[BEGIN Supplied data]
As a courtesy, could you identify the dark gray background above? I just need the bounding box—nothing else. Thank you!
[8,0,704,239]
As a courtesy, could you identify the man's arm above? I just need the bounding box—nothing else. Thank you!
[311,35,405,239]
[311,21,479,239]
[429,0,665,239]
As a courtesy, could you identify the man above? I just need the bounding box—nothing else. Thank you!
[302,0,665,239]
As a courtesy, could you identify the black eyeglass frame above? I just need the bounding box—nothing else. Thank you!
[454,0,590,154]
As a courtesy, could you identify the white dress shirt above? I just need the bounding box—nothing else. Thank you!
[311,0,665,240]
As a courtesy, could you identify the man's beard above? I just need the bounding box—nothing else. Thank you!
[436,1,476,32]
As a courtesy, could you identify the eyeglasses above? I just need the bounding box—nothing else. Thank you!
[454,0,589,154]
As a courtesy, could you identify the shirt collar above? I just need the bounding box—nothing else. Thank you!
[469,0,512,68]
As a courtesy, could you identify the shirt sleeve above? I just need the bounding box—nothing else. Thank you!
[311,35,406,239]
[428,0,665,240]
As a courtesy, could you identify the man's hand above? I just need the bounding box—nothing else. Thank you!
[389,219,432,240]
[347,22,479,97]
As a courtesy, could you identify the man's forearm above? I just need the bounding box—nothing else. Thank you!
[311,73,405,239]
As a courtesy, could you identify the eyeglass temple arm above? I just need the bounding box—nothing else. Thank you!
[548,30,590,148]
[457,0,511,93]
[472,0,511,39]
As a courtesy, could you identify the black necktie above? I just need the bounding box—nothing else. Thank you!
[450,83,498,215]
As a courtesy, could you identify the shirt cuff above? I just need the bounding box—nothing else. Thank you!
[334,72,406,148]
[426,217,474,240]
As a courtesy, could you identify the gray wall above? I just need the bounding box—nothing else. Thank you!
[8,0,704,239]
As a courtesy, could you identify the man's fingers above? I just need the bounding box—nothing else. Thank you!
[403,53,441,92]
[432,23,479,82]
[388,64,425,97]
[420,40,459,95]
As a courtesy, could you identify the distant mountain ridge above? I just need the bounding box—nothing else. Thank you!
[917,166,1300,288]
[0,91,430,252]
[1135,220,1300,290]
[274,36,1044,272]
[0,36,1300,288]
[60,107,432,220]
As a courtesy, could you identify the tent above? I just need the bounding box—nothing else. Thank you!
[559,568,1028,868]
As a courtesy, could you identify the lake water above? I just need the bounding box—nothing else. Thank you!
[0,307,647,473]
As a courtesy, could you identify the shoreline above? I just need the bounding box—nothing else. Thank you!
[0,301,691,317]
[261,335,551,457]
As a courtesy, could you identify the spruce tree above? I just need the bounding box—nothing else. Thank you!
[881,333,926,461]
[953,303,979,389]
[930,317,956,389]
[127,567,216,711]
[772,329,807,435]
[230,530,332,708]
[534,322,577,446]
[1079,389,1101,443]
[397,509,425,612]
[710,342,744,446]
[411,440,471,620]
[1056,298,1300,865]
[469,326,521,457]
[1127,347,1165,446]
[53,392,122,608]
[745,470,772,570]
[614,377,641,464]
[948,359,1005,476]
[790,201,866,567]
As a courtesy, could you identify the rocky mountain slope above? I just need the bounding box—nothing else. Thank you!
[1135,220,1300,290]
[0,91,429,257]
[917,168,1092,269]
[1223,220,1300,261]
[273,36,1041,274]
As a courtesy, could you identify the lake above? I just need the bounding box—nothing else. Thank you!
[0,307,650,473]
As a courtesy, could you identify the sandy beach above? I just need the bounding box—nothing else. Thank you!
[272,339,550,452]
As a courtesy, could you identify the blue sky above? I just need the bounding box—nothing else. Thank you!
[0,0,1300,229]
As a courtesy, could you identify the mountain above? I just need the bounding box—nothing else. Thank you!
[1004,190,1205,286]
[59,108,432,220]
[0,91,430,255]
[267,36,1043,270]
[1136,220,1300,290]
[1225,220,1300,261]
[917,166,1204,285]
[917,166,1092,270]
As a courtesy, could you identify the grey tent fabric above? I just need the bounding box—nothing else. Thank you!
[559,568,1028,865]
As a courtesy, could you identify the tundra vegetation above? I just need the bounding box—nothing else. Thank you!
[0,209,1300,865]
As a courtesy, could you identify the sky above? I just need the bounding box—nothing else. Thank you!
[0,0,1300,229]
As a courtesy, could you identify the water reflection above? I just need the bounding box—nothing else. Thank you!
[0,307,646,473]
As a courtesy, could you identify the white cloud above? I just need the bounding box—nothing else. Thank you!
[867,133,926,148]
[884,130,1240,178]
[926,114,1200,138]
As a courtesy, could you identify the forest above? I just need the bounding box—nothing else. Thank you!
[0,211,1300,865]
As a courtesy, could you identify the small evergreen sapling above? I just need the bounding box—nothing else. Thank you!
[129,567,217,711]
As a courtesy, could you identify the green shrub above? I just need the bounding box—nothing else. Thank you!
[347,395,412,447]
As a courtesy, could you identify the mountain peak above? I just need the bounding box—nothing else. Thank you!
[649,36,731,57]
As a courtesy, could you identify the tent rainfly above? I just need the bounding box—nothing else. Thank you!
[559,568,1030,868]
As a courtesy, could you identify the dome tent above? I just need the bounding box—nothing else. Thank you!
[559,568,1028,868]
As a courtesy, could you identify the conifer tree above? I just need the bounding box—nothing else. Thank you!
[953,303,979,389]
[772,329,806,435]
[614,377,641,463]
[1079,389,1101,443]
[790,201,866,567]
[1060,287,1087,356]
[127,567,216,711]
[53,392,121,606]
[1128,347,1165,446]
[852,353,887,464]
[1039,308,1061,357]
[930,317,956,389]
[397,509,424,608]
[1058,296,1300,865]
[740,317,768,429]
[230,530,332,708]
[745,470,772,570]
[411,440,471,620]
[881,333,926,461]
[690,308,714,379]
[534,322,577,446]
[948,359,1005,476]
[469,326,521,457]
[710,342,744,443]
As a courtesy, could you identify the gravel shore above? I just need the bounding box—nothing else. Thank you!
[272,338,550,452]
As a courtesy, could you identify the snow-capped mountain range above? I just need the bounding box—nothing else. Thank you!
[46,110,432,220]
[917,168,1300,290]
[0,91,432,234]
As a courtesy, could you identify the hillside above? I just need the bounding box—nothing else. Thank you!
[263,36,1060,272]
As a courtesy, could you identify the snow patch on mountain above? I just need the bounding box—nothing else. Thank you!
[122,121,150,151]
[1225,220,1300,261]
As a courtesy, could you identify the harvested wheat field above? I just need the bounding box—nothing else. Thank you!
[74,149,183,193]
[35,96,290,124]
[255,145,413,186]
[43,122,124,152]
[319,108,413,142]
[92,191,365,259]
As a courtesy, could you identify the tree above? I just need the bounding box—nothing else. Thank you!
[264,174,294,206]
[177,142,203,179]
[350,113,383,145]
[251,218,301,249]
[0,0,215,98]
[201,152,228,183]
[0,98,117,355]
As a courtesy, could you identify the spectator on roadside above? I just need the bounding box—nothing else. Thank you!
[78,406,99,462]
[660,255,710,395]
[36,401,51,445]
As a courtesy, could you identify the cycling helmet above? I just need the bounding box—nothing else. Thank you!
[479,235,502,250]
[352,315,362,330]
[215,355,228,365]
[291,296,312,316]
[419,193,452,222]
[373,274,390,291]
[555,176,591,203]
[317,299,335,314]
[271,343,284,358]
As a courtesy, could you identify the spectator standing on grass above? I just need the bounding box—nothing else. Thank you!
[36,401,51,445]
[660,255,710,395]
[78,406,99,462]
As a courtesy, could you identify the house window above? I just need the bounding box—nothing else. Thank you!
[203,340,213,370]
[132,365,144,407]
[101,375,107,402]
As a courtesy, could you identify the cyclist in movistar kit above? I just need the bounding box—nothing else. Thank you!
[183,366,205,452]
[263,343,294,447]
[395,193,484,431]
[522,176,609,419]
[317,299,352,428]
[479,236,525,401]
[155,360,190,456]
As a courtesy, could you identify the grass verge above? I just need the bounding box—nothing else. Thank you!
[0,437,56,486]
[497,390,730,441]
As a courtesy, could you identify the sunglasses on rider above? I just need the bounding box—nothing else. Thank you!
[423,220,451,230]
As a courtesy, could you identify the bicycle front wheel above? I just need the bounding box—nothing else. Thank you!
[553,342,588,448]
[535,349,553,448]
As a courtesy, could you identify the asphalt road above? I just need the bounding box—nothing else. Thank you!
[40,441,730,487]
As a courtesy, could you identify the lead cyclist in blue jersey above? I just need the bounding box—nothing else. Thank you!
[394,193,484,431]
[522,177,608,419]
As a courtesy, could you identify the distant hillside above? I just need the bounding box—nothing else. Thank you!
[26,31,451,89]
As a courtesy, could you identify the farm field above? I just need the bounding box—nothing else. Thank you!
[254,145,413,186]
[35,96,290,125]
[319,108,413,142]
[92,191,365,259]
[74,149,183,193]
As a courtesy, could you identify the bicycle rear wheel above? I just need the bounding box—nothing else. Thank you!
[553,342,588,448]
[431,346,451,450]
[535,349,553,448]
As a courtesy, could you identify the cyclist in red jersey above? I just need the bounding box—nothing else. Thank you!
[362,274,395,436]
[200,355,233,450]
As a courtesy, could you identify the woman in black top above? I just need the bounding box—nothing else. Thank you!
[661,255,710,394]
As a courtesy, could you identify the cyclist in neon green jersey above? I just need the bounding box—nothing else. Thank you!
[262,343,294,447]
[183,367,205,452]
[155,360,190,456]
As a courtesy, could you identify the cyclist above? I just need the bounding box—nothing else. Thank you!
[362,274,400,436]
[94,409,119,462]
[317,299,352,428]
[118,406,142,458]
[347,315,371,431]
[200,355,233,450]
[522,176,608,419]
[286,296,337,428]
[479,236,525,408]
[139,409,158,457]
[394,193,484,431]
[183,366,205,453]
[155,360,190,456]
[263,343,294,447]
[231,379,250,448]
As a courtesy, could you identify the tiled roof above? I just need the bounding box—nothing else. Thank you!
[END Supplied data]
● Required work
Output exactly the lines between the one containing "As a courtesy, could you identify the cyclist in red" and the final line above, both inclusive.

● Complete response
As a courtesy, could you identify the cyclist in red jersey above? I just need the bounding box—nothing else. Thank you!
[362,274,395,436]
[200,355,233,450]
As a courtesy, could you identify the woman in black top above? I just need the bounding box—nothing else. Thank you!
[661,255,710,394]
As a courtesy, could you identify the cyclist in neon green jersey above? I just need the bounding box—nothing else. Thank you!
[262,343,294,447]
[183,367,205,452]
[155,360,190,456]
As a courtesy, could you identify the cyclist above? I just need the bounding box—nothing else. Thank you!
[362,274,400,436]
[94,409,119,462]
[317,299,352,428]
[118,406,142,458]
[347,315,371,431]
[200,355,233,450]
[522,176,608,419]
[286,296,337,428]
[479,236,525,408]
[139,409,158,457]
[394,193,484,431]
[183,366,205,453]
[155,360,190,456]
[263,343,294,447]
[231,379,250,448]
As a courtesy, could you identify the tiled roof above? I just need the bounding box—nothing else. Thank you!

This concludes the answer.